What the exercise asks: Each line that includes "athletic" must be copied from the records.

Stored data:
[Start of Attachment]

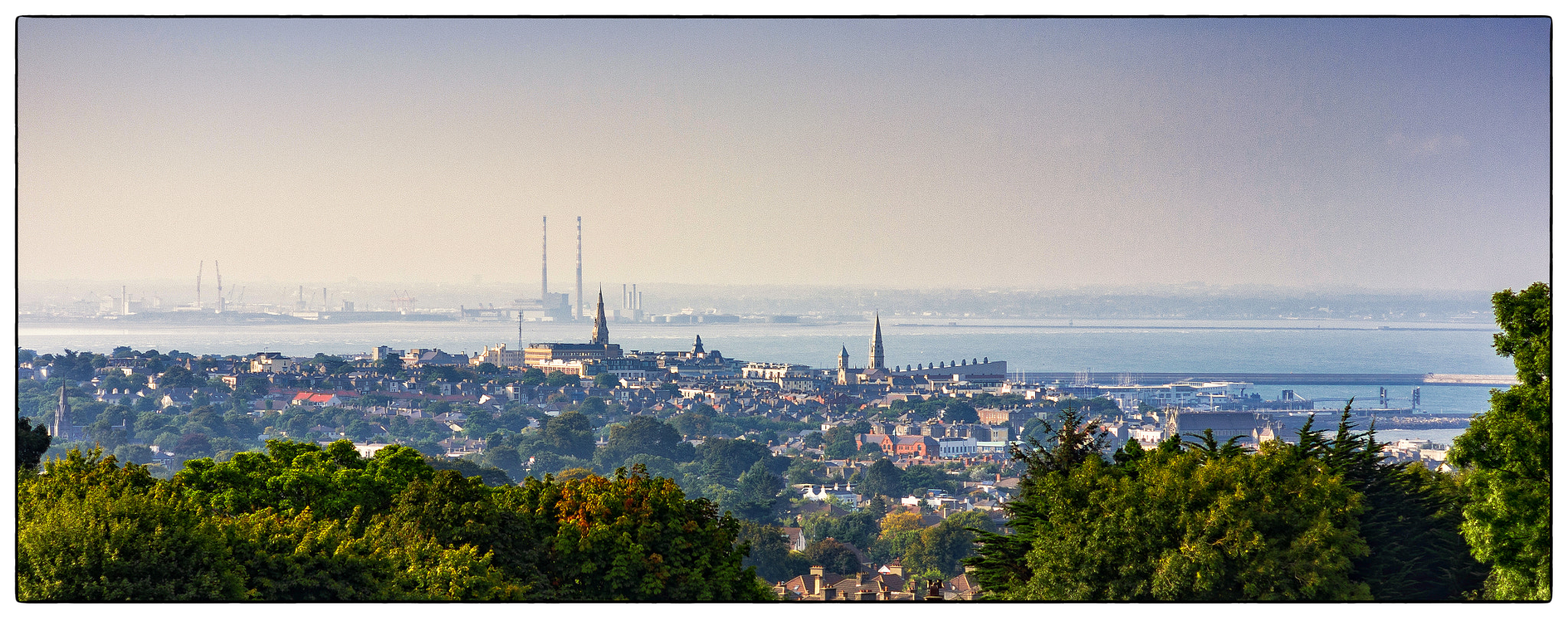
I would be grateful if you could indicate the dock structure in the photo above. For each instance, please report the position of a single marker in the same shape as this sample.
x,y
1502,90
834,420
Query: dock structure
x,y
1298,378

[End of Attachment]
[Start of Attachment]

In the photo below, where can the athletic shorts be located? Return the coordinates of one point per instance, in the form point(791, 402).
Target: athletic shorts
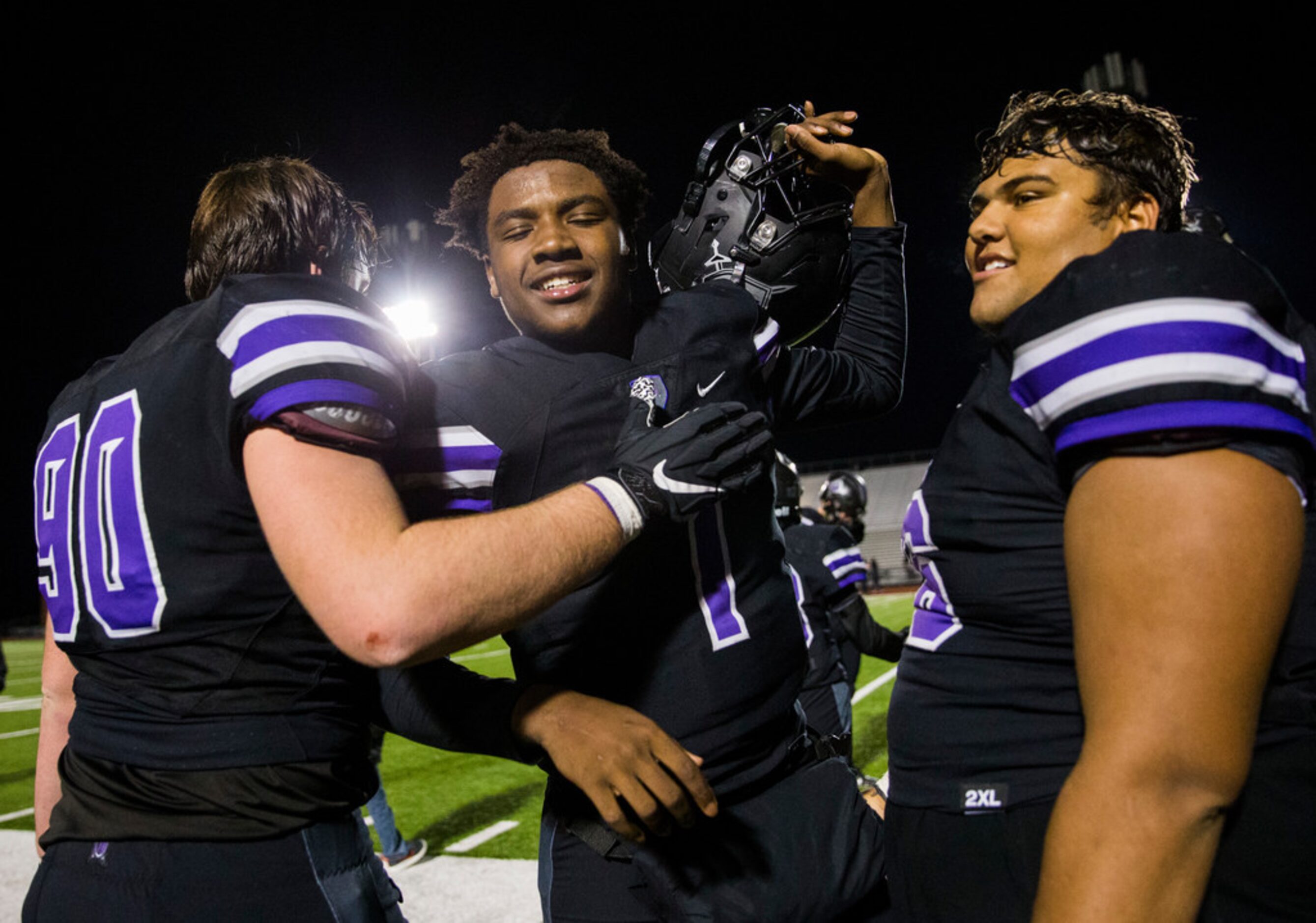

[End of Attachment]
[Start of Attachment]

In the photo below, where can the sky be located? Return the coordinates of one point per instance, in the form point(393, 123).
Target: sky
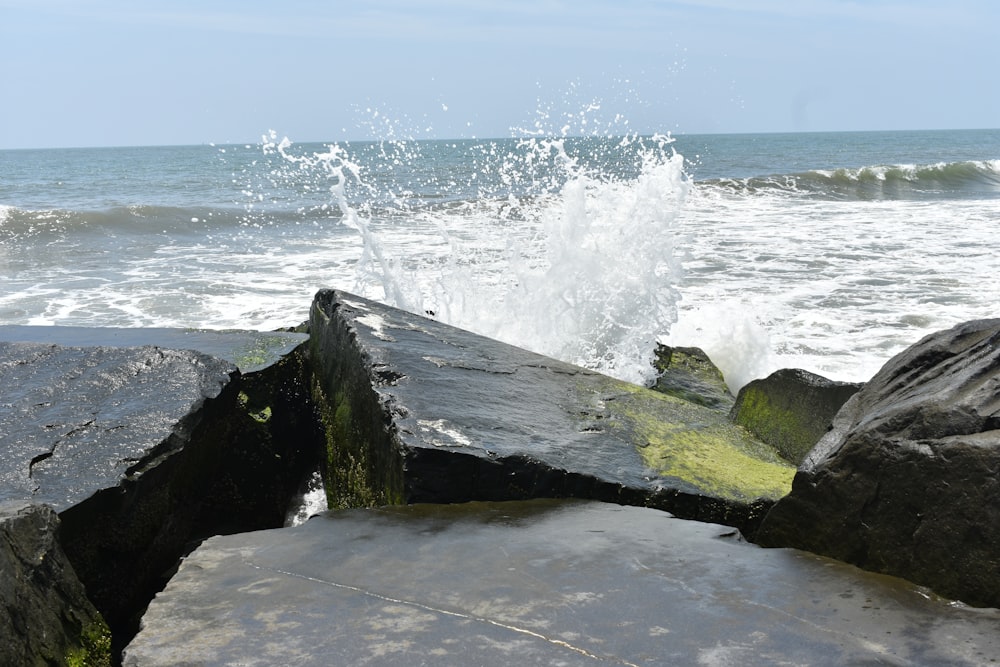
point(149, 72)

[End of Attachment]

Your solution:
In the photo below, where can the athletic shorts be located? Return the coordinates of one point per instance, in the form point(791, 402).
Target: athletic shorts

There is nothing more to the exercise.